▶ _ZU LÖSENDE AUFGABE_
Führe den Seitenauszug über die Taliban und die Lage in Kabul im Anschluss an seinen letzten Satz fort.

▶ _SEITENAUSZUG_
------------------------------------------------------------------------
Noch geben sich die Taliban friedlich. Es werde «keine Rache an irgendjemandem» geben, sagte ein Taliban-Unterhändler in einem Interview. Dass die Islamisten das Versprechen langfristig halten, sei unwahrscheinlich, befürchtet jedoch Nahost-Experte Ulrich Tilgner (73): «Die Nacht der langen Messer kommt später.» Tilgner berichtete jahrelang selber aus der Region. Für Blick schätzt er die Situation in Kabul und die Folgen für Europa ein.
------------------------------------------------------------------------
(Einträge im Datensatz)
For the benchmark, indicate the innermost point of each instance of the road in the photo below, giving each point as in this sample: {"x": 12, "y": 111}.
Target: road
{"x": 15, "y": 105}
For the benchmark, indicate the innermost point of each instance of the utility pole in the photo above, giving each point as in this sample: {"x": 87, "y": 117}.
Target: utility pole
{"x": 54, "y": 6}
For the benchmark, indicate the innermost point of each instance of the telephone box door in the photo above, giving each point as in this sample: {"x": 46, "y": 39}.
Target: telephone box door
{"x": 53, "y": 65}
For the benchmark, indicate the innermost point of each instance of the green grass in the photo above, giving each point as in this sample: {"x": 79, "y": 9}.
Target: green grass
------------------------------------------------------------------------
▶ _ANTWORT_
Für die Schweiz sieht der 73-Jährige vor allem eine humanitäre Verpflichtung: «Die Schweiz sollte gewisse Flüchtlinge aufnehmen, etwa die Leute, die für das EDA oder für Schweizer Organisationen vor Ort gearbeitet haben.» So könne man ein Vorbild für andere Länder sein. Einen entsprechenden Entscheid hat Justizministerin Karin Keller-Sutter gefällt. Rund 200 Personen, lokale Deza-Mitarbeiter und ihre Familien, sollen ein humanitäres Visum erhalten. Unklar bleibt jedoch, wo sich diese 200 Menschen aktuell befinden.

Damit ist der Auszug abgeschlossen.